**PASSAGE TO READ:**

-- Start --

Temporality, Memory, and the Formation of Eschatological Habitus

The analysis of the selected hagiographical and liturgical materials shows that eschatological aesthesis is stabilized through temporal structures of memory, anticipation, and calendrical repetition, thereby contributing to the formation of a durable religious habitus. In these materials, time is not presented merely as chronological sequence, but as a sacred horizon in which the past is reactualized, the future is anticipated, and the present becomes the site of encounter with eternity. This temporal pattern corresponds to the Orthodox distinction between chronos and kairos, in which liturgical and narrative forms transform time from a neutral succession of moments into a medium of eschatological orientation. As a result, eschatological experience in the selected sources develops beyond momentary affect and becomes a more enduring structure of consciousness.

Medieval Russian hagiographical texts show that movement (kinesis) functions as the principle that unites time and space within the narrative structure of the saints’ lives. Bakhtin argues that the relation between time and space in literature forms a chronotope that determines the meaning of a character’s actions (Bagshaw, 2016; Boutrais, 1984; Gurevich, 1984). In the vitae of the saints, ascetic movement toward holiness constructs an eschatological vector that directs the subject toward ontological transformation. Ela (1994) states that a person’s decision to renounce passions brings that person to the threshold between time and eternity, thereby initiating reflection on imperishable existence. The temporal structure in these texts forms a sequence of past–present–future that functions not merely chronologically but teleologically, since the entire movement of life appears as a journey toward participation in the divine kingdom.

-- End --

**THE TASKS:**
(1) According to the passage on eschatological habitus, what principle unites time and space within the narrative structure of the saints' lives?
(2) In the passage on eschatological habitus, why does the past–present–future sequence in the saints' lives function teleologically rather than merely chronologically?
(3) Write a further paragraph that carries the passage on eschatological habitus forward from its final sentence.

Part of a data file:
-- Start --

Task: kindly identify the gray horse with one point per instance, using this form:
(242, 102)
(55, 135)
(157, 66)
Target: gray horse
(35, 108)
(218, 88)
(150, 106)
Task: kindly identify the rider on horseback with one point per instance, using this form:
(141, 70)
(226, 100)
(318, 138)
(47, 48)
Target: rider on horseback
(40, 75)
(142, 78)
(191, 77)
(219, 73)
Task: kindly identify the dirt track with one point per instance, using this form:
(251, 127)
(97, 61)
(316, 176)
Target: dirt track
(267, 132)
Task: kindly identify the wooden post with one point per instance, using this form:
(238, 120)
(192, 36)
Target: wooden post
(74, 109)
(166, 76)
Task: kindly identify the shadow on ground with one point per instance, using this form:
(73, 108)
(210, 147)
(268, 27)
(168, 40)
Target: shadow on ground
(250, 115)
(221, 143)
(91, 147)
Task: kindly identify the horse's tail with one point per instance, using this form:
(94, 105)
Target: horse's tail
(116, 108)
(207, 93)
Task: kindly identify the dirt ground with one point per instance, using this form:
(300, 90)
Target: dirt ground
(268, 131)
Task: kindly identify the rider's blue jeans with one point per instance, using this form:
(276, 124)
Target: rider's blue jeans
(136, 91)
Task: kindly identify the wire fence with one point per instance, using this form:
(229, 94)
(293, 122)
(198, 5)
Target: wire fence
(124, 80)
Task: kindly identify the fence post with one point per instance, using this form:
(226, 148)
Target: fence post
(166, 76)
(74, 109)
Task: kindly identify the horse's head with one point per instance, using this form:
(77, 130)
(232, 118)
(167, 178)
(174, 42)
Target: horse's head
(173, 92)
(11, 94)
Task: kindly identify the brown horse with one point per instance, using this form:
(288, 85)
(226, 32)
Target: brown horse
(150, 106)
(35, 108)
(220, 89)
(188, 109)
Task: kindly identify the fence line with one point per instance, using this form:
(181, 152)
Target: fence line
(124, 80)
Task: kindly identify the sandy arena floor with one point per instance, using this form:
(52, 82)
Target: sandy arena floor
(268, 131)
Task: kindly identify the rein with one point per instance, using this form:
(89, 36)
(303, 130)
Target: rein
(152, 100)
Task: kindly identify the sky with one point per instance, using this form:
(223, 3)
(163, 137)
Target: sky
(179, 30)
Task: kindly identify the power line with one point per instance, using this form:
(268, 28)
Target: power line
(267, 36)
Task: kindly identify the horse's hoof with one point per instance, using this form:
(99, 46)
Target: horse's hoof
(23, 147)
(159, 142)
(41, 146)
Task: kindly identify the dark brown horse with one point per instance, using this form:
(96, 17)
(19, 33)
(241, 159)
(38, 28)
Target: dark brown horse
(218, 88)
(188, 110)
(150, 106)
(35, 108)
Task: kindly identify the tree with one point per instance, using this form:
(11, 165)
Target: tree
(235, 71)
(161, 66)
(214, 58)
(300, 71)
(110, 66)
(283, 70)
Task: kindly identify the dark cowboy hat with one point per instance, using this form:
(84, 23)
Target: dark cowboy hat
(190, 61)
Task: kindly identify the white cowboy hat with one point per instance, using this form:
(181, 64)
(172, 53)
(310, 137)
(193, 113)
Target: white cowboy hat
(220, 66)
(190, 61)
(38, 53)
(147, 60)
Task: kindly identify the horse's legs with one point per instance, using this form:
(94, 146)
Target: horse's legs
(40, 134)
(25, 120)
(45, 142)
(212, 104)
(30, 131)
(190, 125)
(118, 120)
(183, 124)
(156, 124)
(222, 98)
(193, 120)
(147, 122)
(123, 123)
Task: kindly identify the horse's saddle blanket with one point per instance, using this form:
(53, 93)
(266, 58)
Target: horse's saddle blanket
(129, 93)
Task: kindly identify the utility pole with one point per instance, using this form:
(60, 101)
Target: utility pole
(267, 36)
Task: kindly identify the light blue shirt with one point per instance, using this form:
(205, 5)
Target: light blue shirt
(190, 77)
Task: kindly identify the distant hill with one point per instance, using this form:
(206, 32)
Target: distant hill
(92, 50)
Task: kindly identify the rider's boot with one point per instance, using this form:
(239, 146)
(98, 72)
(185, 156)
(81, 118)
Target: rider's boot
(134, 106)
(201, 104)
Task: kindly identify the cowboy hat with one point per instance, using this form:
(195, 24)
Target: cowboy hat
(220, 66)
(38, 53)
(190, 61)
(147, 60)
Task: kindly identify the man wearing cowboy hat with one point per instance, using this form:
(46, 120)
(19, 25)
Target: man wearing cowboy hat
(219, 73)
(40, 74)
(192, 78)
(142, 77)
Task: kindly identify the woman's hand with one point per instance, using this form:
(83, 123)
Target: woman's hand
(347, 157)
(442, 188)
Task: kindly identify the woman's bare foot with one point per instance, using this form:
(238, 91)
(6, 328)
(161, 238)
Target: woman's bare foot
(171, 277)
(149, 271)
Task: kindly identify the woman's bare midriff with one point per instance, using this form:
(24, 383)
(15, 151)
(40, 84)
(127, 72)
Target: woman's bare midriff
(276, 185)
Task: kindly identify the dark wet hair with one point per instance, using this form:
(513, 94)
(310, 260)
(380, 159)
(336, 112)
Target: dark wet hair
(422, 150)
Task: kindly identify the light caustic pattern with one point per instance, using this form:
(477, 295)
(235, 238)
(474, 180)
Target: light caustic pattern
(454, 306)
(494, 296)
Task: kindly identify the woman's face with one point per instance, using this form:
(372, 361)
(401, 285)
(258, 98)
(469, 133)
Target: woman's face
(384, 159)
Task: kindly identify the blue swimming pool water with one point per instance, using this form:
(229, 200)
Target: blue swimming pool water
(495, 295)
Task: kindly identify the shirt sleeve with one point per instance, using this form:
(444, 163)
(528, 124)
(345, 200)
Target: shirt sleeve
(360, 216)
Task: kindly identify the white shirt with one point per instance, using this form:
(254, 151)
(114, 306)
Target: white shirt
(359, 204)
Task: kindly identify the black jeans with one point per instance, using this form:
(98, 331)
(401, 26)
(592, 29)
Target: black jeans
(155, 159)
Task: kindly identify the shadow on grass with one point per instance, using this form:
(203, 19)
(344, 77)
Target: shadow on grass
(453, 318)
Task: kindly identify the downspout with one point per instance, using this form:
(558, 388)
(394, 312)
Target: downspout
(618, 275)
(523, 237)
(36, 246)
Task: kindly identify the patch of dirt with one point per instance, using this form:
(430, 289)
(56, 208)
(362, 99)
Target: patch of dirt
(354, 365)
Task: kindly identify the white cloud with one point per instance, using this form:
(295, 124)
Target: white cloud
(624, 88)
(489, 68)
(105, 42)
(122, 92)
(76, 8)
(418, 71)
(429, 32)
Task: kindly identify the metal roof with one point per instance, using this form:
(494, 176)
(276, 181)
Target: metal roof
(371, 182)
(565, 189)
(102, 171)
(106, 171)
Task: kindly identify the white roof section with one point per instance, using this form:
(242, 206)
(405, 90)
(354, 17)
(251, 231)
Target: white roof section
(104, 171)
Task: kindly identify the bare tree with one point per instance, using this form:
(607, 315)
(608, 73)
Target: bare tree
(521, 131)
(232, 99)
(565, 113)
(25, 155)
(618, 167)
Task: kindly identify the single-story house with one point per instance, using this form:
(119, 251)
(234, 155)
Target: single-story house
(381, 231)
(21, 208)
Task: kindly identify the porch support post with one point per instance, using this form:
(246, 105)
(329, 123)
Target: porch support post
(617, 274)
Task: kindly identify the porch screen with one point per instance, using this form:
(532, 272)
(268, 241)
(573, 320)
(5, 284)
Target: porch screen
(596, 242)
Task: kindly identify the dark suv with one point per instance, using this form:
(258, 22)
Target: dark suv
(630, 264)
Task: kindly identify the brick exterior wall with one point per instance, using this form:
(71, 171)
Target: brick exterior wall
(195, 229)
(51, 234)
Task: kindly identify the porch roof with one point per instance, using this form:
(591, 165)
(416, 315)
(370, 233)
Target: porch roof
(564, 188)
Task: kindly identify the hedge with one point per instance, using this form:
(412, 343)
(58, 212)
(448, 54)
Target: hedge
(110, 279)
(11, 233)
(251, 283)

-- End --
-- Start --

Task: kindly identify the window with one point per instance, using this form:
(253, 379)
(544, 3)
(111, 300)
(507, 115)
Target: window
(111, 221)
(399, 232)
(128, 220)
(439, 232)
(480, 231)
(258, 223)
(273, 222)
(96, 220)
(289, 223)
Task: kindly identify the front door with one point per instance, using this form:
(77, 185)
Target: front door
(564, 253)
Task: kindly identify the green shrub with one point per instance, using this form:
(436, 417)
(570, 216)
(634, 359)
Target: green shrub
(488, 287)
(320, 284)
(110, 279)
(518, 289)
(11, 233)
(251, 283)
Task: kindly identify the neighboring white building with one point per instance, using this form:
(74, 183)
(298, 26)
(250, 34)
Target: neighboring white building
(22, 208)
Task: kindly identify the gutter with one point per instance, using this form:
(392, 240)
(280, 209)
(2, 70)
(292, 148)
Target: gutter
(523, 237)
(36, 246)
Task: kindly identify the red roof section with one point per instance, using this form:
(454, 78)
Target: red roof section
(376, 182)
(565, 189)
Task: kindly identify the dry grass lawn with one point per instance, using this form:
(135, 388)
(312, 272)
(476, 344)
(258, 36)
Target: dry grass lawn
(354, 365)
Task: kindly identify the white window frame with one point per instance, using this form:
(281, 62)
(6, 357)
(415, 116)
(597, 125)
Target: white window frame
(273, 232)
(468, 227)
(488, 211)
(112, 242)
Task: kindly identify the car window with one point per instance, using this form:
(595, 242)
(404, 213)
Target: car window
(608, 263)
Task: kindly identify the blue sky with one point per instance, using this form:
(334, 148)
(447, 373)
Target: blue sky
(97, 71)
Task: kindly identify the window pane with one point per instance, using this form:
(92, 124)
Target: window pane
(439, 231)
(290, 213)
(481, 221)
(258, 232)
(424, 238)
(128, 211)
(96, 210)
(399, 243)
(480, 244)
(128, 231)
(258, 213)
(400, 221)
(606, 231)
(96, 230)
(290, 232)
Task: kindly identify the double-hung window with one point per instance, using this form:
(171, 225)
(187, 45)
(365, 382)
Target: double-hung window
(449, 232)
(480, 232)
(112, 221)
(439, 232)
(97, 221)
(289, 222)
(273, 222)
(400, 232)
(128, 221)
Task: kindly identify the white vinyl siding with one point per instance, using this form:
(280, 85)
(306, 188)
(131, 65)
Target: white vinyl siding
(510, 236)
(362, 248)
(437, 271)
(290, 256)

-- End --
-- Start --

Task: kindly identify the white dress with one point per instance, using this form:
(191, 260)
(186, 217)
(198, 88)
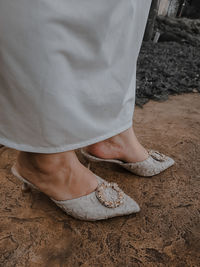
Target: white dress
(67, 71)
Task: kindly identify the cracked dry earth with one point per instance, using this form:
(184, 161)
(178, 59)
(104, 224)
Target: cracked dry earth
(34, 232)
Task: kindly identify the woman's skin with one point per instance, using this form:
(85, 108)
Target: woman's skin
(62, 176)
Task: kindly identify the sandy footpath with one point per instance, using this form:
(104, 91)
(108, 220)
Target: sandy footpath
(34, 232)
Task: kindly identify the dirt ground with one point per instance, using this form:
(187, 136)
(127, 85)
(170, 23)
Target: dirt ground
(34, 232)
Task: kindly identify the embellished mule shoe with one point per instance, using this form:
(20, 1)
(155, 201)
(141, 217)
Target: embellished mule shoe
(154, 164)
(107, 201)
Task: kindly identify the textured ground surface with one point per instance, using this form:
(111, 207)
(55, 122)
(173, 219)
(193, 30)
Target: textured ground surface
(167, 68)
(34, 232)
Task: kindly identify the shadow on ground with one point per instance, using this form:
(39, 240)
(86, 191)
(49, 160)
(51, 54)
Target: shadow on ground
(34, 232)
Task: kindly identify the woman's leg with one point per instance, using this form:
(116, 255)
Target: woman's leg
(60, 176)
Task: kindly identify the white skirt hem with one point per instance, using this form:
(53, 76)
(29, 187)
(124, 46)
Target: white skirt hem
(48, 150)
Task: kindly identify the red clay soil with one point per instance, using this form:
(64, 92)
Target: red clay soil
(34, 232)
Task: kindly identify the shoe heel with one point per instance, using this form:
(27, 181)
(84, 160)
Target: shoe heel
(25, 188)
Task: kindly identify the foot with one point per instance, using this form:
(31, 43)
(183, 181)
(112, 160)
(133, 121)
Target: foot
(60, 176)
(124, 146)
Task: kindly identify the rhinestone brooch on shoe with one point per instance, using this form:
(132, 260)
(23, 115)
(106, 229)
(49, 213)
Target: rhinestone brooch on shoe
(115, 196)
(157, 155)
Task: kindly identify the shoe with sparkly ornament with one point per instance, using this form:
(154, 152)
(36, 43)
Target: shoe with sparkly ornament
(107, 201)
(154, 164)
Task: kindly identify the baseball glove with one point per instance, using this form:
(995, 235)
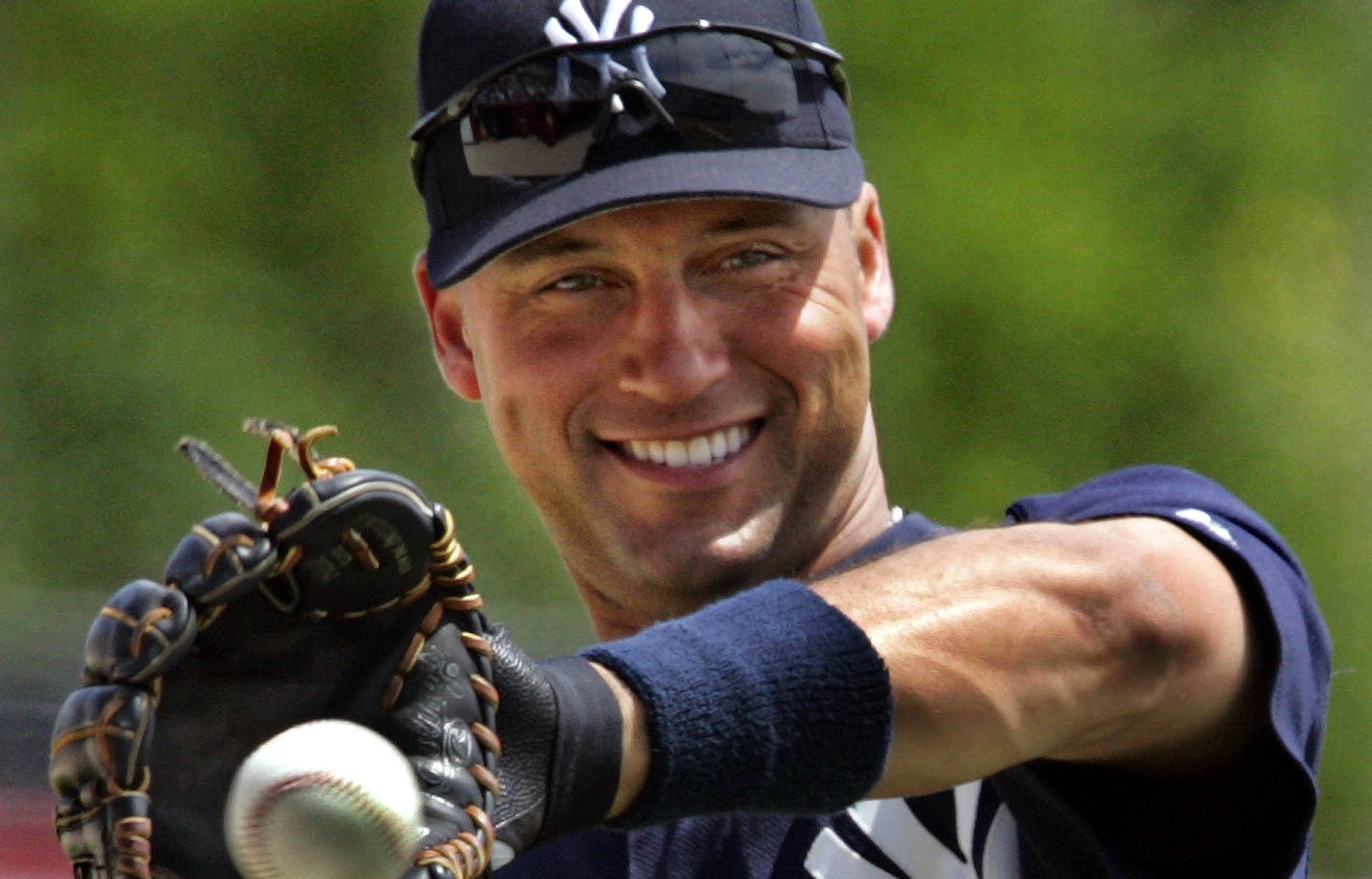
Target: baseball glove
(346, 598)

-- End --

**RESULTS FOR EACH TASK:**
(1) Movement (kinesis) is that principle.

(2) It functions teleologically because the entire movement of life appears as a journey toward participation in the divine kingdom. The sequence is therefore directed toward an end rather than being a simple succession of moments.

(3)
This temporal dimension appears explicitly in liturgical texts that celebrate the memory of the saints as participation in eternal reality. The following text illustrates how the celebration of memory connects the present to eternity:

“Today we celebrate the memory of the Venerable and Blessed Abraham and rejoice, for the good and great gift granted to him is entry into the boundless kingdom of the Lord Jesus Christ with the elect” (Likhachev et al., 1997, p. 527).

The use of the word “today” signals the actualization of eschatology in the present moment. Liturgy does not commemorate the past merely as history; it re-presents eternal reality within the community’s lived experience. The annual repetition within the liturgical calendar, including the celebrations of Pascha, Dormition, and Pentecost, forms a pattern of internalizing the memory of eternity that conditions the faithful’s orientation toward life. This repetition creates temporal continuity that links personal experience with the Church’s collective memory.

Hagiographical texts also employ retrospection and biblical allusion to construct continuity between past and present. The narrative of Sergius of Radonezh integrates his life with prophecy and figures from the Old Testament:

“And because God sanctified the prophet Jeremiah in his mother’s womb, Isaiah said: ‘The Lord said, having taken me from my mother’s womb, He gave me a name’” (Likhachev et al., 1997, p. 583).

This allusive structure forms a temporal network that connects salvation history with the individual’s concrete experience. Retrospection functions here as a narrative strategy that actualizes the past as a reality that continues to operate in the present. Through this mechanism, memory does not function as historical nostalgia; it operates as spiritual energy that directs consciousness toward eschatological hope.

The temporal dimension also emerges through visionary experiences and dreams that anticipate the future. The narrative of Basil the New portrays visionary experience as a symbolic journey toward ultimate reality:

“I saw strange things, and it did not seem to me to be imagination, and in fear I beheld a vision” (BLDR, 1999, p. 555).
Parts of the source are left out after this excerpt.